Problems to solve>
- a) Answer these questions using the American Panda book review:
(i) Why is Xing estranged from the family?
(ii) What time was it when the reviewer finished the book?
(iii) At what age was Mei fast-tracked into MIT?
- b) Write a continuation of the American Panda book review, picking up right after its final sentence.

But when Mei reconnects with her brother, Xing, who is estranged from the family for dating the wrong woman, Mei starts to wonder if all the secrets are truly worth it. Can she find a way to be herself, whoever that is, before her web of lies unravels?
I’ll be the first to admit it; I am usually not a fan of contemporary. But I picked up American Panda one afternoon and the next thing I knew, it was 10 pm the same day, and I had finished it. Because — it’s THAT GOOD.
Right from the beginning, I was drawn to Mei – a bit of a child prodigy who has been fast-tracked into MIT at 17 years old. She’s funny, wry, awkward, nervous. All of it blends into one amazing main character. Navigating through the pages with Mei as my guide was incredibly refreshing – i loved her descriptions of her body sweat and germophobia. She’s one of those once in a lifetime characters that you know, love, and want to be — and in some instances, ARE.

Extracted material>
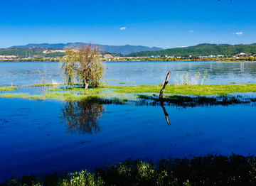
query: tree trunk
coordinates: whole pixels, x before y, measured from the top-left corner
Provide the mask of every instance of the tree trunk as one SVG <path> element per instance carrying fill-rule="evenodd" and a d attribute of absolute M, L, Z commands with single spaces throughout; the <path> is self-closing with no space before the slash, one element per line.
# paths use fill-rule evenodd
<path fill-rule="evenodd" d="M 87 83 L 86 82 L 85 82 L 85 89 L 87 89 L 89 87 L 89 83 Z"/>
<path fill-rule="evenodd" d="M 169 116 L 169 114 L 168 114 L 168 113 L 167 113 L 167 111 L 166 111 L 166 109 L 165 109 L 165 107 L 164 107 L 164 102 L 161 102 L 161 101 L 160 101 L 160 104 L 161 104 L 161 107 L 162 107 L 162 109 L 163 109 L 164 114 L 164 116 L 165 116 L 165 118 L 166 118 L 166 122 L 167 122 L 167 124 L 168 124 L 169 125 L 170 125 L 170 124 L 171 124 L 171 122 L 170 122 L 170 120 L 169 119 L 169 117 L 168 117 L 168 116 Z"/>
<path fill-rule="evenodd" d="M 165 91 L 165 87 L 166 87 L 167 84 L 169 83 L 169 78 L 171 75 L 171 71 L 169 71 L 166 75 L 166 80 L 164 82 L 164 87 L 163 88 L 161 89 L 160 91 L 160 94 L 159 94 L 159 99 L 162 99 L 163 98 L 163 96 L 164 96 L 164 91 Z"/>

* * *

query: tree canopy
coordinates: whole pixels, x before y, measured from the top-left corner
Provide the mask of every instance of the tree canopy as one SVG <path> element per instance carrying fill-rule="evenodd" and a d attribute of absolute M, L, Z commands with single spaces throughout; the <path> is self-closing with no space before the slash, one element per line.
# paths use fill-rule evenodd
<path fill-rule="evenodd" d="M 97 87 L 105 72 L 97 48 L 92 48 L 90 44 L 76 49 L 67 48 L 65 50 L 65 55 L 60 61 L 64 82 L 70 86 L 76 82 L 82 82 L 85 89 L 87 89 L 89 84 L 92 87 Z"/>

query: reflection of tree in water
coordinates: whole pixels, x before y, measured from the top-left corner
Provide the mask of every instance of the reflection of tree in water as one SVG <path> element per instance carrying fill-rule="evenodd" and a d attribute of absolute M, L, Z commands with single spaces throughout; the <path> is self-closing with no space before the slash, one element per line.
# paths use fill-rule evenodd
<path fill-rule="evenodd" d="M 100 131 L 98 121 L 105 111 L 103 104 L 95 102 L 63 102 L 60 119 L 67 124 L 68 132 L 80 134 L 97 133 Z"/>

==

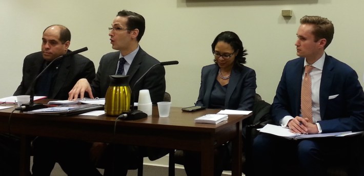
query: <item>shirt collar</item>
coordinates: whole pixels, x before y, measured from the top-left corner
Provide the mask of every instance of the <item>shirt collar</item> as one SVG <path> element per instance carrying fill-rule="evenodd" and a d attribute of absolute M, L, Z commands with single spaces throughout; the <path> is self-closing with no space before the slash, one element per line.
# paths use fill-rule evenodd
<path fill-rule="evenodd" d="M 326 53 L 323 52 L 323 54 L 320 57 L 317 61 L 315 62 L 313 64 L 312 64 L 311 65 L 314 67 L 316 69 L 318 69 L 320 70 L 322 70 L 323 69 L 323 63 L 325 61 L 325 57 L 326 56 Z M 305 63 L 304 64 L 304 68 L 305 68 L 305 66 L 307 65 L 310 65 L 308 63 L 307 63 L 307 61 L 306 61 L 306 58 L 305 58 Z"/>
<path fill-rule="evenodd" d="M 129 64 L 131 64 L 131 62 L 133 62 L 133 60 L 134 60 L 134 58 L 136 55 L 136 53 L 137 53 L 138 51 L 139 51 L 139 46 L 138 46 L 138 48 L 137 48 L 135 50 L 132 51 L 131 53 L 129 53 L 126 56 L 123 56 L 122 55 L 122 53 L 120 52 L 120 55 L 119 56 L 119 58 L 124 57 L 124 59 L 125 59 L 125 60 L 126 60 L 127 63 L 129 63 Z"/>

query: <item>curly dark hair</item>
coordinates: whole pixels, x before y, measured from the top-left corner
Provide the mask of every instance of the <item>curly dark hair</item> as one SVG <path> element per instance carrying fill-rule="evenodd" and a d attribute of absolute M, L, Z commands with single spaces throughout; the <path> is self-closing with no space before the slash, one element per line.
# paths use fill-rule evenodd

Task responses>
- a)
(i) He is estranged for dating the wrong woman.
(ii) It was 10 pm the same day.
(iii) She was 17 years old.

- b)
This book focuses on Mei fighting a large internal battle — wanting to be the daughter her parents want her to be but also trying to be the MEI that she wants to be – and how hard it is to play both parts. The story is infused with her amazing Chinese culture throughout, and I just adored following her journey from beginning to end. You feel all the emotions as the story rolls along – the fear/nervousness she has with her parents, the awkwardness she has with Darren, her crush, the utter joy she feels when she’s doing the one thing she really does love – dancing.
Overall, I LOVED it. I’m finding myself drawn to books with a strong female Asian main character – and Mei is definitely no exception. If you loved books like THE SECRET OF A HEART NOTE or THE EPIC CRUSH OF GENIE LO — make sure you check out this book.